- PASSAGE SHOWN
If you’re in Australia, and more so in Canberra, it’s been hard to miss the headlines today exposing the poor workplace culture found in Parliament House. The lack of accountability, the power imbalance, the work hard-play hard culture has been called out with one in three employees claiming they have been subject to some form of discrimination or workplace bullying.


These are big, ugly and scary numbers.


Numbers that MUST precede significant change.


Change, especially that of organisational culture, however, can be slow. It requires a level of courage and bravery that requires those involved to go against the grain. To stand up and risk being the only one willing to do so. To give up personal advantage for the benefit of the group. To commit to a zero tolerance of borderline behaviour. To be in it for the long haul.


After all organisational culture is like a strong current. It’s REALLY hard to swim against. Organisational theory tells us organisational culture will do one of three things to us.

1. You’ll be a great fit and align easily to the cultural norms.

[Excerpts of pointing data]
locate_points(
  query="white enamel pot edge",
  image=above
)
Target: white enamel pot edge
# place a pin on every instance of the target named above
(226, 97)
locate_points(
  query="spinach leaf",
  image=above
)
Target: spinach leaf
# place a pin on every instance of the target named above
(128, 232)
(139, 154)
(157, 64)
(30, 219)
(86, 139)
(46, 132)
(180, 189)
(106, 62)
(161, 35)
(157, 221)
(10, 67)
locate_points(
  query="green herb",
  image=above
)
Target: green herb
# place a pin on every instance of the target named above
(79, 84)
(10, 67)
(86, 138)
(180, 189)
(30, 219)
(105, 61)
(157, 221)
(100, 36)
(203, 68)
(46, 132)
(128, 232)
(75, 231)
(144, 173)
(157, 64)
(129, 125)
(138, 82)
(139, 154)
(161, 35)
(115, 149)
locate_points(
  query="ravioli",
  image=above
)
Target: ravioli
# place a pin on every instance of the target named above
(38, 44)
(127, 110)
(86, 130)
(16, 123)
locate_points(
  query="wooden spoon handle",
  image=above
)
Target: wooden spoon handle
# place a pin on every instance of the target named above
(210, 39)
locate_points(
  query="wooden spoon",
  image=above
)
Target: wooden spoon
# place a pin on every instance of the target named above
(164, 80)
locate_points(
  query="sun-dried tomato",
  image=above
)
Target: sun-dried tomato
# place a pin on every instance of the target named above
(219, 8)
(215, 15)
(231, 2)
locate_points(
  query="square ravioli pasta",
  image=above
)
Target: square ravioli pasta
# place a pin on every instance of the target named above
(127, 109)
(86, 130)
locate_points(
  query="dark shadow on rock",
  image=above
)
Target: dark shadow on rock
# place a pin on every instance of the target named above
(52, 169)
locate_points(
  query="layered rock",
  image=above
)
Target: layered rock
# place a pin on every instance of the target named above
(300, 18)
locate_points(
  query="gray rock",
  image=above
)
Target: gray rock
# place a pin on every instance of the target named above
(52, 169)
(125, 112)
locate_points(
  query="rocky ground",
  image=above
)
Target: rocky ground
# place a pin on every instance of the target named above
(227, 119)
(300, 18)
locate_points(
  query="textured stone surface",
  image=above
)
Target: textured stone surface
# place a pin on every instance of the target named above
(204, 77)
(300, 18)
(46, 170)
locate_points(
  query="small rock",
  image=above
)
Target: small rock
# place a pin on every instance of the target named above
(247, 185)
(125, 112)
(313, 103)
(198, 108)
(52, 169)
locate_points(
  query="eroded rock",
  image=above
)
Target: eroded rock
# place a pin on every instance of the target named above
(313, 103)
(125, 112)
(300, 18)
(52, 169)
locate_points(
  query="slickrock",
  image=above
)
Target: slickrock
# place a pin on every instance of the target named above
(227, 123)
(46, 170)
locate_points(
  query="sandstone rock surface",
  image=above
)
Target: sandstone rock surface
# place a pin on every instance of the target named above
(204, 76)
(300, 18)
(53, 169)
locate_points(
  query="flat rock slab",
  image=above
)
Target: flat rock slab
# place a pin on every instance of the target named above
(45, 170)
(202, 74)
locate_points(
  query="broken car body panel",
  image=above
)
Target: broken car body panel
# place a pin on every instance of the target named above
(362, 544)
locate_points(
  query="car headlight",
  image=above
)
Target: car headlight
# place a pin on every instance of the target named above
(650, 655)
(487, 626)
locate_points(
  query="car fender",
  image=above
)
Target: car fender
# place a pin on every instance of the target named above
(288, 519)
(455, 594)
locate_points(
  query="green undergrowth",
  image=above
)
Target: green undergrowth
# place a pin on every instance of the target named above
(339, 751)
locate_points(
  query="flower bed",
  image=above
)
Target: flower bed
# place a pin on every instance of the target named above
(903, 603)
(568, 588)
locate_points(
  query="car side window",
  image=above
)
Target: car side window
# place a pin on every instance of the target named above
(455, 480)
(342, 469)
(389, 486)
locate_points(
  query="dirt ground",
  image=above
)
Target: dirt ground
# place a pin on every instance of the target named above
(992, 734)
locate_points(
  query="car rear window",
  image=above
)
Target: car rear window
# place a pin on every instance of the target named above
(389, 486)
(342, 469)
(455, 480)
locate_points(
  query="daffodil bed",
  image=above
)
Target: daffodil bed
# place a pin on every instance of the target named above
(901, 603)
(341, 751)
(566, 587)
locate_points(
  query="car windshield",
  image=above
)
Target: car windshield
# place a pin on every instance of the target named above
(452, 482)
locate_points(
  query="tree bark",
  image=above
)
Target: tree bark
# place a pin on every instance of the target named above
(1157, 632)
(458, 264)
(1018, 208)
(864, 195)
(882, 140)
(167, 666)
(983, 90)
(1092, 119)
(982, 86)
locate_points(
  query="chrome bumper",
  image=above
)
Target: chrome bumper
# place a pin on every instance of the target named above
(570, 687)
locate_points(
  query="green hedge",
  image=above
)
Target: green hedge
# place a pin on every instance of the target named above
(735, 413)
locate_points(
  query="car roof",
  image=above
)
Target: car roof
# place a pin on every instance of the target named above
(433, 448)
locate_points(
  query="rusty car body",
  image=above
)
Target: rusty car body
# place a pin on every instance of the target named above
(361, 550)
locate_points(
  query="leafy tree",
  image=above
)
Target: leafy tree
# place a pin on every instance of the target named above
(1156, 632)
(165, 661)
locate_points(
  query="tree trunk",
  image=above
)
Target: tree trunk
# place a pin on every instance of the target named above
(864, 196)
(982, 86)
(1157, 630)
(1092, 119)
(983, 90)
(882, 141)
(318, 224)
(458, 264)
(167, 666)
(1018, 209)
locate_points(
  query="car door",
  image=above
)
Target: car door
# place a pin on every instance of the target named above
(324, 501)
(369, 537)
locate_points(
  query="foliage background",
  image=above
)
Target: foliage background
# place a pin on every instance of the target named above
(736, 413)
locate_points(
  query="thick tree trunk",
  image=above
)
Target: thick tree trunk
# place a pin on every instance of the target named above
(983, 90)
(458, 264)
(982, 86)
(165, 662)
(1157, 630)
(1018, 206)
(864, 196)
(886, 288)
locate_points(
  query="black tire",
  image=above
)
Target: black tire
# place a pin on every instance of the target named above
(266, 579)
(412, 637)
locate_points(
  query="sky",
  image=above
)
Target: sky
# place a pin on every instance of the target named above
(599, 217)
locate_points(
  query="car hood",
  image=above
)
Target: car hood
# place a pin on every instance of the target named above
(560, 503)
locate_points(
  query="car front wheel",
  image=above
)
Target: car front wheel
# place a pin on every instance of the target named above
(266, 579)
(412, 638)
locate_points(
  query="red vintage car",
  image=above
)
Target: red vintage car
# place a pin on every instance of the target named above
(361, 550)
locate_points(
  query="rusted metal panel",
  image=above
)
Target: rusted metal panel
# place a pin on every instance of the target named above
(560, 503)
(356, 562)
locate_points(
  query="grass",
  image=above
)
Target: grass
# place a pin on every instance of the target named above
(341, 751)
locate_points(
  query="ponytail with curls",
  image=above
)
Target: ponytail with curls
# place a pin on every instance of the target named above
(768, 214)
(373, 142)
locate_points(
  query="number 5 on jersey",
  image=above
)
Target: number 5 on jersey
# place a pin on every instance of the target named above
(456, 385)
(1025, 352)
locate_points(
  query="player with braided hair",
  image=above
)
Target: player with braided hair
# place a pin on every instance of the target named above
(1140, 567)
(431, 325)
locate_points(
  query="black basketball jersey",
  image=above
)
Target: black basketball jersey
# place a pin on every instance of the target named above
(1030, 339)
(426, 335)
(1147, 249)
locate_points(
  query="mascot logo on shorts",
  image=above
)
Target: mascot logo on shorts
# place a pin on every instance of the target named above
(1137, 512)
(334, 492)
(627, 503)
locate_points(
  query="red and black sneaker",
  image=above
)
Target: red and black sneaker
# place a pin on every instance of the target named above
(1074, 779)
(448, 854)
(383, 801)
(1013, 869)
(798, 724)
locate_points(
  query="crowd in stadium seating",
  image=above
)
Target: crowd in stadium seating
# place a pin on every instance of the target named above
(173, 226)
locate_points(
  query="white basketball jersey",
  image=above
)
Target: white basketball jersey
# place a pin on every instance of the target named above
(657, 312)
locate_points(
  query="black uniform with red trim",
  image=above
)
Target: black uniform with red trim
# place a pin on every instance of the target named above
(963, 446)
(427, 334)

- TO-DO LIST
A. According to the passage on Parliament House workplace culture, what share of employees say they have faced discrimination or workplace bullying?
B. Write the next part of the passage on Parliament House workplace culture, picking up after its last sentence.

- TASK RESULTS
A. One in three employees.

B.
2. You’ll make personal changes and adapt to it to fit in and be accepted.

3. You’ll be rejected by it, and either leave or be forced to leave.


You see the cultural norms that exist in organisations are steeped in tradition and history. They are the “things” that happen between the spaces that are taken up with values, polices and procedures. It’s the “way we do things around here”. They are the unwritten, unspoken rules.


But cultural norms, and organisational culture as a subset of this, are more than this. In our traditional institutions in particular, they are the pervasive beliefs that our society has been built on. These include those that see women as “lesser than”.


When we take a journey through the history books, we can see how this belief has seeped into every part of our lives.

  • The earliest legal codes had women as the possession of men - firstly their fathers and then their husbands.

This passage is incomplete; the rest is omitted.